**Task instructions**
Begin with the first line of the entries below. Copy each line exactly, stopping after the one that contains "positive clicks: (552, 145)".

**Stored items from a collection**
= Beginning of Section =

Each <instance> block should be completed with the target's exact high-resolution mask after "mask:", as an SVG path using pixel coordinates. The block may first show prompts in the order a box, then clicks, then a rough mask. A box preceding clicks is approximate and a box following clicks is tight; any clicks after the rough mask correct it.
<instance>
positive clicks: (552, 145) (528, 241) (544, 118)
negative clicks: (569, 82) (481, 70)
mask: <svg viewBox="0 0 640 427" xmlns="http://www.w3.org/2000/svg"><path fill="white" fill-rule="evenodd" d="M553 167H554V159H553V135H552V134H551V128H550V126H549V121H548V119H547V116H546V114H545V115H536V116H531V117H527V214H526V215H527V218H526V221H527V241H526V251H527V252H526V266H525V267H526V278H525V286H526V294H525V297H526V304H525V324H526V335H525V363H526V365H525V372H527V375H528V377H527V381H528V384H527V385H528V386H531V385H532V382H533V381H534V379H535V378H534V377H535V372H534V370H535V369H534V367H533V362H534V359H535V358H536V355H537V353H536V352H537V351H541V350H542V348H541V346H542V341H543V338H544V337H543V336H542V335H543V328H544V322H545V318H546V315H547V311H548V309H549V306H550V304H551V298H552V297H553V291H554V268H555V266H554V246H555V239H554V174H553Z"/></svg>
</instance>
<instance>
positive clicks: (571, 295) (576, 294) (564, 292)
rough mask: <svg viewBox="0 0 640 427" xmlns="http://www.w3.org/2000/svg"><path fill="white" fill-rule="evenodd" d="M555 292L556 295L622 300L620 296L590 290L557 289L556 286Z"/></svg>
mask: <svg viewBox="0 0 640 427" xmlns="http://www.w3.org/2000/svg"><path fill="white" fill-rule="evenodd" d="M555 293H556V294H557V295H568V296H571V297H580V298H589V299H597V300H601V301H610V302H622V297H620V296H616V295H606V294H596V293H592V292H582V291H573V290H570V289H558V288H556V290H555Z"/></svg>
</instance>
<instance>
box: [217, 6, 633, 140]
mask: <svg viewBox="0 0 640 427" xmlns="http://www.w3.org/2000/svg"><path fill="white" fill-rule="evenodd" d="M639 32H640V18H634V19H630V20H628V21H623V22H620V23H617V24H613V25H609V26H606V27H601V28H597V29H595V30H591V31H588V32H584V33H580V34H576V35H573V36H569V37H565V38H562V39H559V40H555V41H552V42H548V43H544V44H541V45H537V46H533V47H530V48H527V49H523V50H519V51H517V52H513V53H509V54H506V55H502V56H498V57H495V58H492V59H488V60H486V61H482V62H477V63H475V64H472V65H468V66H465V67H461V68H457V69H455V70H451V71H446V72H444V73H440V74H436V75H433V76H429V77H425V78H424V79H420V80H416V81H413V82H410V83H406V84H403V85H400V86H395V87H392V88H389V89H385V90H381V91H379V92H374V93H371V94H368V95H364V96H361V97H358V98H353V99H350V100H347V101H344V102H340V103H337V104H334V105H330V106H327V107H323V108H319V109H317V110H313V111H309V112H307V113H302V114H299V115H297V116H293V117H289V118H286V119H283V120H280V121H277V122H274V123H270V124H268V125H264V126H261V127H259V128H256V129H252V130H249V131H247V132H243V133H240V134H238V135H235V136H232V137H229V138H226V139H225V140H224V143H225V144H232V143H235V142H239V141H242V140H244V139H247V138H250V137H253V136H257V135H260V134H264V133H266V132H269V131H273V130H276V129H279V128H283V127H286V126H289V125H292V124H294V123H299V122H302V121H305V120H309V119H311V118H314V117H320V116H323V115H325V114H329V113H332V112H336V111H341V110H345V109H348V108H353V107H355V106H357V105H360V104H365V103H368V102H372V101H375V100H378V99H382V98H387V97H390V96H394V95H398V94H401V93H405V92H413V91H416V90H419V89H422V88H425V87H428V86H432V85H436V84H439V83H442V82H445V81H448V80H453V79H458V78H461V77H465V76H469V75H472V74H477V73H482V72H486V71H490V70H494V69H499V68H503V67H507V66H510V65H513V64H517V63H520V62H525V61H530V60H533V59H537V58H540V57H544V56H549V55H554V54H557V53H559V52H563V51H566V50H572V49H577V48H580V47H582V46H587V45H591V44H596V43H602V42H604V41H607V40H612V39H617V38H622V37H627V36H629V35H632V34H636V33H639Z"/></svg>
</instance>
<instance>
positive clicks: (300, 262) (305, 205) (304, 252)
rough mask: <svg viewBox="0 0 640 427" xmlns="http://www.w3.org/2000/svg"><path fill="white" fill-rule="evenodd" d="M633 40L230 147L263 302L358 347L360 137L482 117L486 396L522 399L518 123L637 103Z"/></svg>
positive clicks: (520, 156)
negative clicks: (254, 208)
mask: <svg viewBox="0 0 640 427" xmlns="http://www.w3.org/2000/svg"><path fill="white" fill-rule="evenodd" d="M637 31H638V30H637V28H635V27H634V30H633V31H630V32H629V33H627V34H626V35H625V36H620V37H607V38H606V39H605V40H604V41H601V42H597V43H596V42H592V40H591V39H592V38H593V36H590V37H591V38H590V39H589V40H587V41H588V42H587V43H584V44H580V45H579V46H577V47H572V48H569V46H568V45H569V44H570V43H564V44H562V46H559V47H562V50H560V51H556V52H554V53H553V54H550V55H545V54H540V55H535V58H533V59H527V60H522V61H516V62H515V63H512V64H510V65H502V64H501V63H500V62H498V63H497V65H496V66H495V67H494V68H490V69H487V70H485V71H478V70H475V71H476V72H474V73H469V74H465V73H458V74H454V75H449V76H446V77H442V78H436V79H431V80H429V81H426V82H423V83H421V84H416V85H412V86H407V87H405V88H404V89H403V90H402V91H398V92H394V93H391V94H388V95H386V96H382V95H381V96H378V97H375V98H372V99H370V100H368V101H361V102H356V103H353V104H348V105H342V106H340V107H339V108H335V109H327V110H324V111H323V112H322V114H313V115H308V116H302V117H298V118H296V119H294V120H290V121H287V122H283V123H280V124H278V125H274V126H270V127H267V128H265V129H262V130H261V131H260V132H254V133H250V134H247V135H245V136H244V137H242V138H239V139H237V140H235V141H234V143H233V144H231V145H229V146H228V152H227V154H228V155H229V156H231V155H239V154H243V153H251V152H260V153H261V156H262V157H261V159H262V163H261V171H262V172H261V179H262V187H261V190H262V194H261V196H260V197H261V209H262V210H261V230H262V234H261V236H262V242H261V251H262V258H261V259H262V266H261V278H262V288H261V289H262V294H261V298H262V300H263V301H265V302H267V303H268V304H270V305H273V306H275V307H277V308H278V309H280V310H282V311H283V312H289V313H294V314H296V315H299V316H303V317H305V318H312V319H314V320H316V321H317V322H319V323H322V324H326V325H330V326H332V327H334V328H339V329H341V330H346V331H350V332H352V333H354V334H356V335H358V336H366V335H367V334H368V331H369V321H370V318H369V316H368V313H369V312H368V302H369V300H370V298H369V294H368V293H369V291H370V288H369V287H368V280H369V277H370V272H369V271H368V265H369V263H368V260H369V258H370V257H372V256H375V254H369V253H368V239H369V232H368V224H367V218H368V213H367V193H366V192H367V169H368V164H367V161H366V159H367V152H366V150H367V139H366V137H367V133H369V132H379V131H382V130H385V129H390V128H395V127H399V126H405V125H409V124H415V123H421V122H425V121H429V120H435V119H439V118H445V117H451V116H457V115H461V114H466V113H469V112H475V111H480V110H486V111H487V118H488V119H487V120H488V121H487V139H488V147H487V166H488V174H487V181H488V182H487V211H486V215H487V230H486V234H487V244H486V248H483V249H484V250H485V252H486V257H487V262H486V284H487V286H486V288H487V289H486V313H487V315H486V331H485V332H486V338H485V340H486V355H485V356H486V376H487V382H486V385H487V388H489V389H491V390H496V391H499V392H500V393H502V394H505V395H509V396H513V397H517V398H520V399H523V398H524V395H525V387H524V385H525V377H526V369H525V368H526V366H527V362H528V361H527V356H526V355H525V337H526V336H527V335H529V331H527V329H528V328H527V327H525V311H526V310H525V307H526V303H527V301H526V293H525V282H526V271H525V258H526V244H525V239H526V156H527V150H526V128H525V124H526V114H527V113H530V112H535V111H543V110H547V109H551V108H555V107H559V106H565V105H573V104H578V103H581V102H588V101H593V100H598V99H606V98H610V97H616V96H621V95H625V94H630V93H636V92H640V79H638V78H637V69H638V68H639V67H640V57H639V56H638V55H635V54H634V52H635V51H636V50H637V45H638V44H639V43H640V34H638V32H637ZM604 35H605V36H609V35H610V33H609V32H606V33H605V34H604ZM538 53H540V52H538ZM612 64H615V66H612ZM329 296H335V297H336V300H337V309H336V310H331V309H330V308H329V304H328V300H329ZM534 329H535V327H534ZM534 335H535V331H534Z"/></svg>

= End of Section =

**Answer space**
Each <instance> block should be completed with the target's exact high-resolution mask after "mask:", as an SVG path using pixel coordinates. The block may first show prompts in the order a box, then clicks, then a rough mask. A box preceding clicks is approximate and a box following clicks is tight; any clicks after the rough mask correct it.
<instance>
positive clicks: (552, 145) (528, 241) (544, 118)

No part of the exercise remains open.